**Directions for this task:** Copy these lines back word for word, every one of them.

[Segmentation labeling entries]

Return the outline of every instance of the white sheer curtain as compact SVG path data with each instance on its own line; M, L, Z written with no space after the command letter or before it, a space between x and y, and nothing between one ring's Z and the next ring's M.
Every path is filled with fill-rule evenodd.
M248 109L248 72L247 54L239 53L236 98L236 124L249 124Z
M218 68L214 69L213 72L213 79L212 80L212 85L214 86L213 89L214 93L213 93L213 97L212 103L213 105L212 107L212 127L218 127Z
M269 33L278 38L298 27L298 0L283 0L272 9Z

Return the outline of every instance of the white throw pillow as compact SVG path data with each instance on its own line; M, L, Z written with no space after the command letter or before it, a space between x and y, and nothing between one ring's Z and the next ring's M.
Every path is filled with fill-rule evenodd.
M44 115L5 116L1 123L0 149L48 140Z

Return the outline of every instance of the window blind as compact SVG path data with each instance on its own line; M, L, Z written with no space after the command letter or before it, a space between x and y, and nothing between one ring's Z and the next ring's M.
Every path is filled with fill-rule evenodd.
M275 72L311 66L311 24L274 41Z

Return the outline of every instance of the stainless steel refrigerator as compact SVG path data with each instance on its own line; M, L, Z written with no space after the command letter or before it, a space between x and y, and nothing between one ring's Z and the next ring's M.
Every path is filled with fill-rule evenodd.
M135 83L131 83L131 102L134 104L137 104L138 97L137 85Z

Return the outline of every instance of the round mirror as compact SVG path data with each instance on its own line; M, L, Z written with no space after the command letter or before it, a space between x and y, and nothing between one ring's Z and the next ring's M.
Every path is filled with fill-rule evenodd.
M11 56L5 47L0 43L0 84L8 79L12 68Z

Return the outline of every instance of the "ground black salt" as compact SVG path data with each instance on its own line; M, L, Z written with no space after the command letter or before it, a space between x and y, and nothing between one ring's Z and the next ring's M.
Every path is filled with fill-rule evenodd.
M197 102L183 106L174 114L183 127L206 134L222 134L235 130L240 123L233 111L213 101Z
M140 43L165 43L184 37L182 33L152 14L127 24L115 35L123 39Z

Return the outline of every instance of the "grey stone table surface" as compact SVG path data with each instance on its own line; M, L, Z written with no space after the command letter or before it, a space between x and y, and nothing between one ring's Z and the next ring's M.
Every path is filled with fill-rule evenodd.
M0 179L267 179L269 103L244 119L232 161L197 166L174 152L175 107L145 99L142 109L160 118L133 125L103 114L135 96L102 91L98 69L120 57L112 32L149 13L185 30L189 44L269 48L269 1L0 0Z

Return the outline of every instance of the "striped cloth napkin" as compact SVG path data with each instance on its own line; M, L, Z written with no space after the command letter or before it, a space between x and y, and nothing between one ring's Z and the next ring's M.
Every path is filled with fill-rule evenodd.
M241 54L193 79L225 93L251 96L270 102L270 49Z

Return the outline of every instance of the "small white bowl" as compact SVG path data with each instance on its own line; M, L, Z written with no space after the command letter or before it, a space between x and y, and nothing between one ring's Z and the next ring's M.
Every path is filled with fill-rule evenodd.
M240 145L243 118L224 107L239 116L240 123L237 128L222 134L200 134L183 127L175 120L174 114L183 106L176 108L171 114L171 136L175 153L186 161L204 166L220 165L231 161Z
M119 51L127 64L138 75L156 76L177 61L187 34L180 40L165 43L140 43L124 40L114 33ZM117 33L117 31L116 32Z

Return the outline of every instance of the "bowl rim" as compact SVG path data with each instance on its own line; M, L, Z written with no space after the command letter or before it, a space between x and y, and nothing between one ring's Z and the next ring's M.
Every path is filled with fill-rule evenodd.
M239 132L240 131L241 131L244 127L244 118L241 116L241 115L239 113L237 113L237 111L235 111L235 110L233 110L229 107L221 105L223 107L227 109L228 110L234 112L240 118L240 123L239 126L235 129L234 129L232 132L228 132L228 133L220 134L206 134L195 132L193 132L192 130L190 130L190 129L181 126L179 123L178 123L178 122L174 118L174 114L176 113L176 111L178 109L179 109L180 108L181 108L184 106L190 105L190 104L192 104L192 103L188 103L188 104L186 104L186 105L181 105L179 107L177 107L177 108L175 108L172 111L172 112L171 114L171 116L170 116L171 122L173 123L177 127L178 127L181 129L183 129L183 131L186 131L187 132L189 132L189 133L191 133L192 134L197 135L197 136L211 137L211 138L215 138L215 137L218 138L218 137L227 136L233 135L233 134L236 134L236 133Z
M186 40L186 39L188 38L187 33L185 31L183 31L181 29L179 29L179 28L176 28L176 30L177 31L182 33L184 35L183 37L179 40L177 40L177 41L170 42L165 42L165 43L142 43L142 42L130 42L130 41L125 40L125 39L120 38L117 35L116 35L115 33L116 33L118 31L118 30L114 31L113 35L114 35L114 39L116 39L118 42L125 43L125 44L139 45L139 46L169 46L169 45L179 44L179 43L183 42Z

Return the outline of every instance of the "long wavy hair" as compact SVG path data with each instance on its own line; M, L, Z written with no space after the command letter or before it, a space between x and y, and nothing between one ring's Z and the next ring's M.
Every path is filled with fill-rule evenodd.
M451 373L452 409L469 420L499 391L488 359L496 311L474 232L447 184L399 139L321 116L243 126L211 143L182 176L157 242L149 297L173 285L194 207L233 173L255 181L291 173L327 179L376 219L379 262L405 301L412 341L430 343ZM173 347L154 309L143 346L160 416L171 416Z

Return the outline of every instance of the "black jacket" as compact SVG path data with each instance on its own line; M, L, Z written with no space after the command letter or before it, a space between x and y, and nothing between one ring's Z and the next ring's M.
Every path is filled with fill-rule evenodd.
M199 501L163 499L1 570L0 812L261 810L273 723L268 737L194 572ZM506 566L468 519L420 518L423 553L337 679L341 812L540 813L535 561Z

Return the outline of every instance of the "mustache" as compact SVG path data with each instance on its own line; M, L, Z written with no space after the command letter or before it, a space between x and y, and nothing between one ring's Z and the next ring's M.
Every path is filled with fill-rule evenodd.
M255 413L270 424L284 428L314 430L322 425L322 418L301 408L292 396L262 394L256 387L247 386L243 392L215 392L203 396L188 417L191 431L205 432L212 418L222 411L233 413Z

**Exercise solution:**
Return the outline of every instance of the white sheer curtain as compact SVG path data with each instance on its own line; M, L, Z written with no space after the command letter or before it, a space between x and y, and nothing between one ring's Z and the next ring's M.
Every path is filled with fill-rule evenodd.
M248 109L248 72L247 54L239 53L236 98L236 124L249 124Z
M218 68L214 69L213 72L213 79L212 80L212 85L214 86L213 89L214 93L213 93L213 97L212 103L213 105L212 107L212 127L218 127Z
M269 33L278 38L298 27L298 0L283 0L272 9Z

Return the outline of every instance of the white throw pillow as compact SVG path data with each instance on its own line; M, L, Z written with no space after the command letter or before it, a space between x and y, and nothing between one ring's Z and the next ring's M.
Every path is filled with fill-rule evenodd.
M44 115L5 116L1 123L0 149L48 140Z

Return the outline of every instance of the window blind as compact SVG path data with each instance on its own line; M, L, Z written with no space after the command letter or before it, a space between x and y, and nothing between one ring's Z and the next ring's M.
Every path is filled with fill-rule evenodd.
M275 72L311 66L311 24L274 41Z

Return the outline of every instance of the stainless steel refrigerator as compact SVG path data with each instance on its own line; M, L, Z written with no space after the command letter or before it, a space between x and y, and nothing between one ring's Z and the next ring's M.
Every path is filled with fill-rule evenodd.
M135 83L131 83L131 102L134 104L137 104L138 97L137 85Z

Return the outline of every instance of the round mirror as compact SVG path data with each instance on its own line; M, L, Z written with no space after the command letter or before it, a space between x and y, and nothing between one ring's Z and the next ring's M.
Every path is filled with fill-rule evenodd.
M11 56L5 47L0 43L0 84L8 79L12 68Z

Return the outline of every instance of the "ground black salt" as compact SVG path data with each instance on its own line; M, L, Z written with no space after the command letter or before it, a space between x and y, and nothing between one ring's Z and the next ring's M.
Every path is filled with fill-rule evenodd.
M197 102L183 106L174 114L183 127L206 134L222 134L235 130L240 123L233 111L213 101Z
M140 43L165 43L184 37L182 33L152 14L127 24L115 35L123 39Z

Return the outline of every instance of the "grey stone table surface" as compact SVG path data with each instance on its own line; M, L, Z written with no space after the command letter or before it, a space between x and y, and nothing between one ring's Z and the next ring's M.
Every path is filled with fill-rule evenodd.
M0 179L267 179L269 103L244 119L232 161L197 166L174 152L175 107L145 99L142 109L160 118L133 125L103 114L135 96L102 91L98 69L120 57L112 32L149 13L185 30L189 44L269 48L269 1L0 0Z

Return the outline of every instance of the "striped cloth napkin" as compact SVG path data with each instance on its own line; M, L, Z written with no space after the command letter or before it, a space between x and y, and nothing between one ring's Z and the next ring's M.
Every path is filled with fill-rule evenodd.
M241 54L193 79L225 93L251 96L270 102L270 49Z

Return the outline of every instance of the "small white bowl" as compact SVG path data with each instance on its own line; M, L, Z written with no space after the command letter or before it, a space between x and y, and nothing between one ring's Z and the next ring's M.
Every path is filled with fill-rule evenodd.
M240 145L243 118L224 107L239 116L240 123L237 128L222 134L200 134L183 127L175 120L174 114L183 106L176 108L171 114L171 136L175 153L186 161L204 166L220 165L231 161Z
M119 51L127 64L138 75L156 76L177 61L187 34L180 40L165 43L140 43L124 40L114 33ZM117 33L117 31L116 32Z

Return the outline of every instance of the "bowl rim" as compact SVG path data with each instance on its own line; M, L, Z written with no space after the command letter or before it, a space between x and y, and nothing between one ring's Z and the next ring's M.
Every path is filled with fill-rule evenodd.
M239 132L240 131L241 131L244 127L244 118L241 116L241 115L239 113L237 113L237 111L235 111L235 110L233 110L229 107L221 105L223 107L227 109L228 110L234 112L240 118L240 123L239 126L235 129L234 129L232 132L228 132L228 133L220 134L206 134L195 132L193 132L192 130L190 130L190 129L181 126L179 123L178 123L178 122L174 118L174 114L176 113L176 111L178 109L179 109L180 108L181 108L184 106L190 105L190 104L192 104L192 103L188 103L188 104L186 104L186 105L181 105L179 107L177 107L177 108L175 108L172 111L172 112L171 114L171 116L170 116L171 122L173 123L177 127L178 127L181 129L183 129L183 131L186 131L187 132L189 132L189 133L191 133L192 134L197 135L197 136L211 137L211 138L215 138L215 137L218 138L218 137L227 136L233 135L233 134L236 134L236 133Z
M186 40L186 39L188 38L187 33L185 31L183 31L181 29L179 29L179 28L176 28L176 30L177 31L182 33L184 35L183 37L179 40L177 40L177 41L170 42L165 42L165 43L142 43L142 42L130 42L130 41L125 40L125 39L120 38L117 35L116 35L115 33L116 33L118 31L118 30L114 31L113 35L114 35L114 39L116 39L118 42L125 43L125 44L139 45L139 46L169 46L169 45L179 44L179 43L183 42Z

Return the outline of every instance of the "long wavy hair" as compact SVG path data with each instance on its own line; M, L, Z written with no space after the command letter or before it, a space between x and y, and nothing between one ring's Z and the next ring's M.
Every path is filled with fill-rule evenodd.
M451 373L452 409L469 420L499 391L488 359L496 311L474 232L447 184L399 139L321 116L243 126L211 143L182 176L157 242L149 297L173 285L194 207L233 173L255 181L291 173L327 179L376 219L379 262L405 301L412 341L430 343ZM173 347L154 309L143 346L160 416L171 416Z

Return the outline of every instance of the "black jacket" as compact SVG path data with each instance on its own line; M, L, Z written with no space after the command letter or before it, a space between x and y, and nothing between one ring's Z and the next ring's M.
Every path is filled with fill-rule evenodd.
M199 501L163 499L1 570L0 812L261 810L273 723L268 737L194 572ZM506 566L468 519L420 518L423 553L337 679L341 812L540 813L535 561Z

Return the outline of every instance of the "mustache" as compact SVG path data with each instance on its own line; M, L, Z written with no space after the command letter or before it, a space between x and y, and nothing between one ring's Z and the next ring's M.
Every path is filled with fill-rule evenodd.
M255 413L270 424L284 428L314 430L322 425L322 418L301 408L292 396L262 394L256 387L247 386L243 392L215 392L203 396L188 417L191 431L205 432L212 418L222 411L233 413Z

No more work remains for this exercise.